(Records of labeled points)
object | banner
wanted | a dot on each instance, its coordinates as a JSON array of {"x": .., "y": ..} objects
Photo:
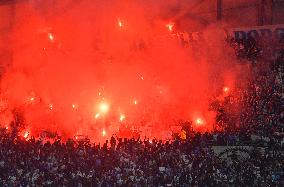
[{"x": 275, "y": 32}]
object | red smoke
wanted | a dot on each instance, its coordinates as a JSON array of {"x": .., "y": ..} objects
[{"x": 96, "y": 66}]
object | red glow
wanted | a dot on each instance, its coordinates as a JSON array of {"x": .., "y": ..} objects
[
  {"x": 104, "y": 107},
  {"x": 75, "y": 71},
  {"x": 104, "y": 132},
  {"x": 26, "y": 134},
  {"x": 119, "y": 23},
  {"x": 122, "y": 117},
  {"x": 170, "y": 26},
  {"x": 226, "y": 89},
  {"x": 199, "y": 121},
  {"x": 50, "y": 36}
]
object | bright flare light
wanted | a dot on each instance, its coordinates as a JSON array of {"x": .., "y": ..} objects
[
  {"x": 170, "y": 26},
  {"x": 135, "y": 102},
  {"x": 122, "y": 117},
  {"x": 226, "y": 89},
  {"x": 50, "y": 36},
  {"x": 104, "y": 107},
  {"x": 199, "y": 121},
  {"x": 97, "y": 115},
  {"x": 26, "y": 134},
  {"x": 104, "y": 132},
  {"x": 119, "y": 23}
]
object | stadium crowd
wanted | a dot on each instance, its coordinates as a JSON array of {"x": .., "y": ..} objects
[
  {"x": 253, "y": 154},
  {"x": 133, "y": 162}
]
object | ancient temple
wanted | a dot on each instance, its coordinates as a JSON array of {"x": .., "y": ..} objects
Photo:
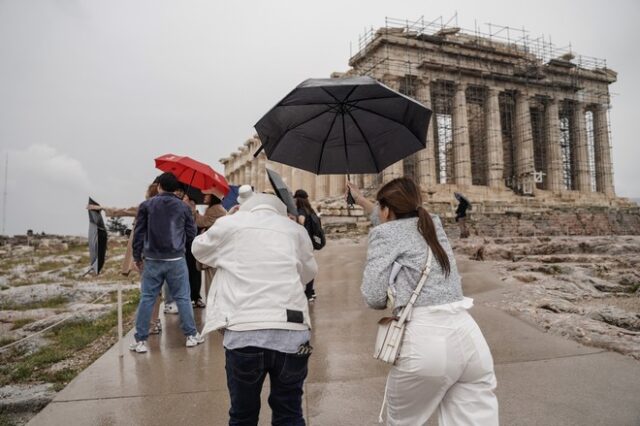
[{"x": 512, "y": 116}]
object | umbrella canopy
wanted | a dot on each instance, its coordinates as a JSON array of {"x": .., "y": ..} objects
[
  {"x": 282, "y": 191},
  {"x": 342, "y": 126},
  {"x": 97, "y": 239},
  {"x": 192, "y": 172}
]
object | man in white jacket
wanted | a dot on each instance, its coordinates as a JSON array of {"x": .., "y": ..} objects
[{"x": 263, "y": 260}]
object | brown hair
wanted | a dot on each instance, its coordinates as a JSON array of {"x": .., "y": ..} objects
[{"x": 402, "y": 196}]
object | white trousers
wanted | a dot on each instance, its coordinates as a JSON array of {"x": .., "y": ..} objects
[{"x": 445, "y": 366}]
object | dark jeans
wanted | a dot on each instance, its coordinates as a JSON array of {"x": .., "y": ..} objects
[
  {"x": 246, "y": 370},
  {"x": 195, "y": 278}
]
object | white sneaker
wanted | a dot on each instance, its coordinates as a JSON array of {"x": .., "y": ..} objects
[
  {"x": 139, "y": 347},
  {"x": 194, "y": 340},
  {"x": 171, "y": 308}
]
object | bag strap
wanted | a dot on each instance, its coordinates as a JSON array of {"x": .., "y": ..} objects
[{"x": 425, "y": 272}]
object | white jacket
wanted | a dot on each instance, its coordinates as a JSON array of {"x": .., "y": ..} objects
[{"x": 263, "y": 261}]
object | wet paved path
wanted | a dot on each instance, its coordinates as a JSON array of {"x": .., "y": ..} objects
[{"x": 542, "y": 379}]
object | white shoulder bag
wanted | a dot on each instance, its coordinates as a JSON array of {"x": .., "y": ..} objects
[{"x": 391, "y": 329}]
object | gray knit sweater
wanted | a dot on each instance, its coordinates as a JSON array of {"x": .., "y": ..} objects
[{"x": 400, "y": 241}]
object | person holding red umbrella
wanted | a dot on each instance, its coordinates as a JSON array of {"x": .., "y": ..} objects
[{"x": 164, "y": 228}]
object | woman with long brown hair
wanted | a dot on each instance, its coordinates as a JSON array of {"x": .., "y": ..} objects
[{"x": 445, "y": 364}]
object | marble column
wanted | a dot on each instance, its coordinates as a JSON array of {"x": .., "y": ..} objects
[
  {"x": 396, "y": 169},
  {"x": 425, "y": 161},
  {"x": 368, "y": 180},
  {"x": 554, "y": 154},
  {"x": 525, "y": 165},
  {"x": 322, "y": 187},
  {"x": 580, "y": 149},
  {"x": 337, "y": 185},
  {"x": 261, "y": 178},
  {"x": 602, "y": 151},
  {"x": 251, "y": 171},
  {"x": 493, "y": 131},
  {"x": 461, "y": 147}
]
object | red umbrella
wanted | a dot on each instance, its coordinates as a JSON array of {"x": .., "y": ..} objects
[{"x": 193, "y": 173}]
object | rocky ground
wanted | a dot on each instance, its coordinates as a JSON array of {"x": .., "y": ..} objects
[
  {"x": 584, "y": 288},
  {"x": 42, "y": 283}
]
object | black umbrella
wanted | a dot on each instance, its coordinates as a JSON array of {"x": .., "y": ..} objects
[
  {"x": 282, "y": 191},
  {"x": 343, "y": 126},
  {"x": 97, "y": 239}
]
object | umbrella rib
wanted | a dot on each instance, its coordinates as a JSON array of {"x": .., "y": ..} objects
[
  {"x": 275, "y": 144},
  {"x": 335, "y": 116},
  {"x": 373, "y": 157},
  {"x": 388, "y": 118},
  {"x": 345, "y": 98},
  {"x": 344, "y": 139},
  {"x": 373, "y": 98}
]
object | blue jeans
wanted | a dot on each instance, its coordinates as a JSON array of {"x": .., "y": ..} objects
[
  {"x": 246, "y": 370},
  {"x": 167, "y": 294},
  {"x": 175, "y": 273}
]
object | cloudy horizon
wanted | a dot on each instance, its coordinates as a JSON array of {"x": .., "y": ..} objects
[{"x": 91, "y": 92}]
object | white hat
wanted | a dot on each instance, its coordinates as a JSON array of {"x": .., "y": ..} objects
[{"x": 244, "y": 193}]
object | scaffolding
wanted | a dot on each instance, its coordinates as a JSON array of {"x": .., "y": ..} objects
[{"x": 396, "y": 50}]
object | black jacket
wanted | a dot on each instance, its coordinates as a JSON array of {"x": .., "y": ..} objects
[{"x": 164, "y": 227}]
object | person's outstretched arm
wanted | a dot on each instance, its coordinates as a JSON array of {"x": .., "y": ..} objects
[{"x": 359, "y": 198}]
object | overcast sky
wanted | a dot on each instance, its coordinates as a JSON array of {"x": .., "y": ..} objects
[{"x": 92, "y": 91}]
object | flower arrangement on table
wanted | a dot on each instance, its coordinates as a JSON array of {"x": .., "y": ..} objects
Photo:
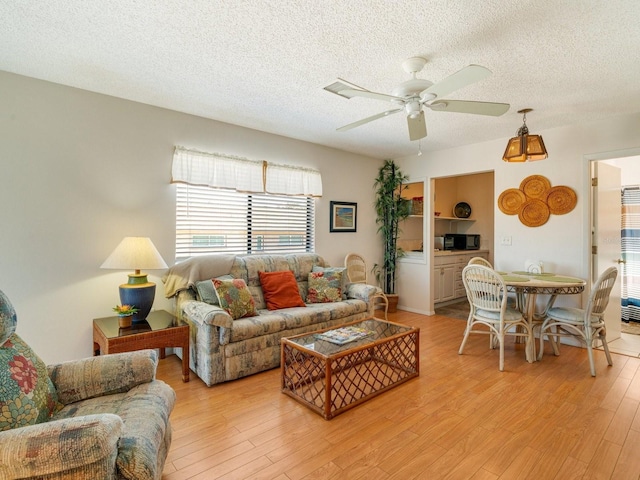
[{"x": 125, "y": 310}]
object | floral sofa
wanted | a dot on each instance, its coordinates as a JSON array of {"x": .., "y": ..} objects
[
  {"x": 226, "y": 348},
  {"x": 103, "y": 417}
]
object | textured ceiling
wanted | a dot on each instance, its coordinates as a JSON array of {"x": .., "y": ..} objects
[{"x": 263, "y": 64}]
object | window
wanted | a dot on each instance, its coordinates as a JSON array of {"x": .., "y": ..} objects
[{"x": 210, "y": 220}]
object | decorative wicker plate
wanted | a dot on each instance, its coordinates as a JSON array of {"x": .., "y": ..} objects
[
  {"x": 462, "y": 210},
  {"x": 561, "y": 199},
  {"x": 535, "y": 186},
  {"x": 534, "y": 213},
  {"x": 511, "y": 200}
]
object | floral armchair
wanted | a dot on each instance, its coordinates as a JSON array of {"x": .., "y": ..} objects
[{"x": 104, "y": 417}]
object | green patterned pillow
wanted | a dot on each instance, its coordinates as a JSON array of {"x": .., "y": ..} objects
[
  {"x": 207, "y": 292},
  {"x": 332, "y": 271},
  {"x": 27, "y": 395},
  {"x": 235, "y": 298},
  {"x": 325, "y": 287}
]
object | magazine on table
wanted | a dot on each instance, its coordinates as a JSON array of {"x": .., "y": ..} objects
[{"x": 344, "y": 335}]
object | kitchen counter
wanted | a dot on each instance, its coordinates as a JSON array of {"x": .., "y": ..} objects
[{"x": 440, "y": 253}]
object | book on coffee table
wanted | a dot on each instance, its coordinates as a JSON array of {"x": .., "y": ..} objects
[{"x": 340, "y": 336}]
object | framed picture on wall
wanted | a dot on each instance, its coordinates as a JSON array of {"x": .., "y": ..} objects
[{"x": 343, "y": 217}]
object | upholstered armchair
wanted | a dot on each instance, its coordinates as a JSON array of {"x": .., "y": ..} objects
[{"x": 103, "y": 417}]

GIVEN TASK:
Beginning at the line that contains "object | magazine on table", retype each line of the listing up to and including the last one, exactly as it stands, and nothing else.

SOLUTION FOR THIS PROBLEM:
object | magazine on table
wanted | a dot on each instance, its coordinates as a JSON array of {"x": .., "y": ..} objects
[{"x": 344, "y": 335}]
object | kitchen counter
wanted | a dot on each instance, its coordinates as a JSON array of {"x": .., "y": ..} objects
[{"x": 440, "y": 253}]
object | book on coffee table
wanted | a dot on each instance, its coordinates as a JSON array of {"x": .., "y": ..} objects
[{"x": 340, "y": 336}]
object | framed picture on wall
wanted | a dot on each instance, its coordinates as a JSON array of {"x": .., "y": ..} objects
[{"x": 343, "y": 217}]
object | upholstered armchair
wanted | a dot on each instance, its coordinates as a JSON array of {"x": .., "y": ..} objects
[{"x": 103, "y": 417}]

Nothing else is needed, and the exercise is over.